> _簡短任務 1_:
根據選讀文本,作者修改"缽中之腦"思想實驗後,指出"我"所指稱的對象具有哪三個特點?

> _選讀文本_:
我是誰——指稱的一種物理主義觀點

本文轉自:麗澤哲學苑、哲學園

提要

本文介紹丹尼特和普特南各自設計的“缽中之腦”思想實驗, 以此考察“我是誰?”這個哲學命題。同時指出,這兩項思想實驗的設計理念及其蘊含的哲學立場將使“我是誰?”的問題成為無解。因此,本文作者修改“缽中之腦”的思想實驗,指出“我”所指稱的對象具有可撤銷性、不可及性和可化約性的特點,力圖以一種物理主義的觀點來解答命題“我是誰?”

> _所給清單_:

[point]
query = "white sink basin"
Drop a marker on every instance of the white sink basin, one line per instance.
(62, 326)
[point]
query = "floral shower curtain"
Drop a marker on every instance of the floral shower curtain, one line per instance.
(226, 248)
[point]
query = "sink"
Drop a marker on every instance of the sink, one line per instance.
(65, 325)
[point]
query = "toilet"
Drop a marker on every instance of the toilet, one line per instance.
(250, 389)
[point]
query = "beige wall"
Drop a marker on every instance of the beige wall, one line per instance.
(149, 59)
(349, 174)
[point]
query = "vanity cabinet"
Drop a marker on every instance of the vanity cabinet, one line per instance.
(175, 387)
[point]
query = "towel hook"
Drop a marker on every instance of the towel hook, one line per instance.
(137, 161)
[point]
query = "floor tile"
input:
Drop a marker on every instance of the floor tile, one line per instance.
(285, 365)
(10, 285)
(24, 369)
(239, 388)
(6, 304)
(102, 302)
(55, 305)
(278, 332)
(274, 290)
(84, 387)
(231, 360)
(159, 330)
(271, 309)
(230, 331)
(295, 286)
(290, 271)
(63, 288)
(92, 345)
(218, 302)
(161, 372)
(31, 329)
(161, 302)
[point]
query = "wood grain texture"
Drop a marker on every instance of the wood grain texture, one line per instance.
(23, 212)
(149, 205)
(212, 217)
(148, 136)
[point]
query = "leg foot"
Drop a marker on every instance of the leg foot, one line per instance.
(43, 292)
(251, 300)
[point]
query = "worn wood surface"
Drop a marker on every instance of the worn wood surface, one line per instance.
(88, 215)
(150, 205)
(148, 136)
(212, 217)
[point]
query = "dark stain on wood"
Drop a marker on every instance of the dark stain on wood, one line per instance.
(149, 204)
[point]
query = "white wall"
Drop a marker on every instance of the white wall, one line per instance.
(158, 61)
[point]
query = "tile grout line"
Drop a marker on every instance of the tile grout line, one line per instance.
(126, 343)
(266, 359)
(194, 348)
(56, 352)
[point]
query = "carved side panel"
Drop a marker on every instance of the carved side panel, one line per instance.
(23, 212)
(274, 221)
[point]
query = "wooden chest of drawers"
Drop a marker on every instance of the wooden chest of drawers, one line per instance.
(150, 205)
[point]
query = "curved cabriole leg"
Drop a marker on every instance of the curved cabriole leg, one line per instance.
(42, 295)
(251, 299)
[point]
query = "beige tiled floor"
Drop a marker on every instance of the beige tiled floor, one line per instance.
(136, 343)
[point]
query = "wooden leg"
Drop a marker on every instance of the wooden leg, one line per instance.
* * *
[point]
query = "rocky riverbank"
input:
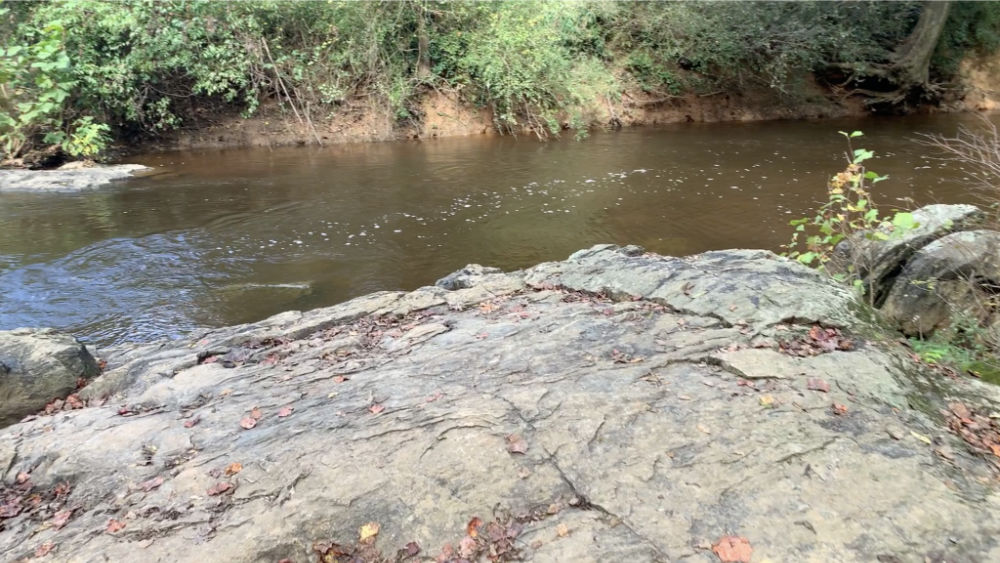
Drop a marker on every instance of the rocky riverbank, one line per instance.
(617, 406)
---
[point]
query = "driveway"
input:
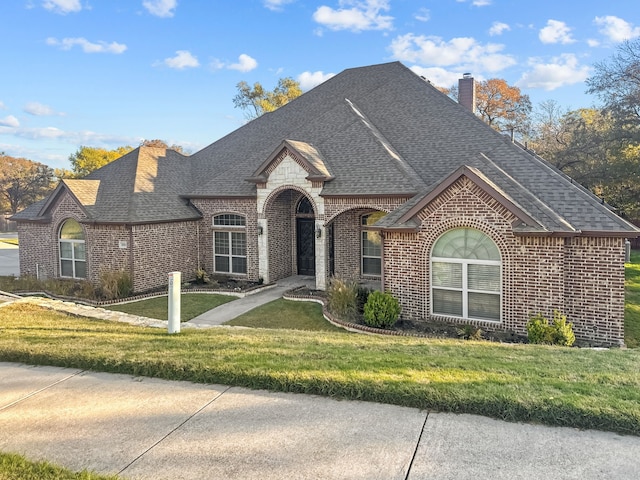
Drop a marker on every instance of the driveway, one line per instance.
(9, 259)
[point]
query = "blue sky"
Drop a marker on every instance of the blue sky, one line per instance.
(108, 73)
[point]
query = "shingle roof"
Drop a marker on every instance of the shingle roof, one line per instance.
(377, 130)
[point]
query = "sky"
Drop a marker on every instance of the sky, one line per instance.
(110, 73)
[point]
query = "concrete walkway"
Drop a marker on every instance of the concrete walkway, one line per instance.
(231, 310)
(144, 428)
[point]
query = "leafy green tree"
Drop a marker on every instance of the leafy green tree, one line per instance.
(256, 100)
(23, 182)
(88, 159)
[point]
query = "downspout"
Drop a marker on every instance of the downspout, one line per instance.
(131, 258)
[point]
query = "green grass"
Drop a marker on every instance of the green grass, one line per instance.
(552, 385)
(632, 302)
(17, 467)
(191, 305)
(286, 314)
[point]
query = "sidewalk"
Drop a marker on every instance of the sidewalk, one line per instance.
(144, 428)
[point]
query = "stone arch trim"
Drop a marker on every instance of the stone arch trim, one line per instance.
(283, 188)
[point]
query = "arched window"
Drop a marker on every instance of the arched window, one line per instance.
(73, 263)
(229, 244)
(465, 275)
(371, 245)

> _簡短任務 2_:
從上面的清單中挑出所有含有字串"toilet"的行,逐行抄出;大小寫須相符。

> _書面回答 1_:
可撤銷性、不可及性和可化約性。

> _書面回答 2_:
query = "toilet"
Drop a marker on every instance of the toilet, one line per instance.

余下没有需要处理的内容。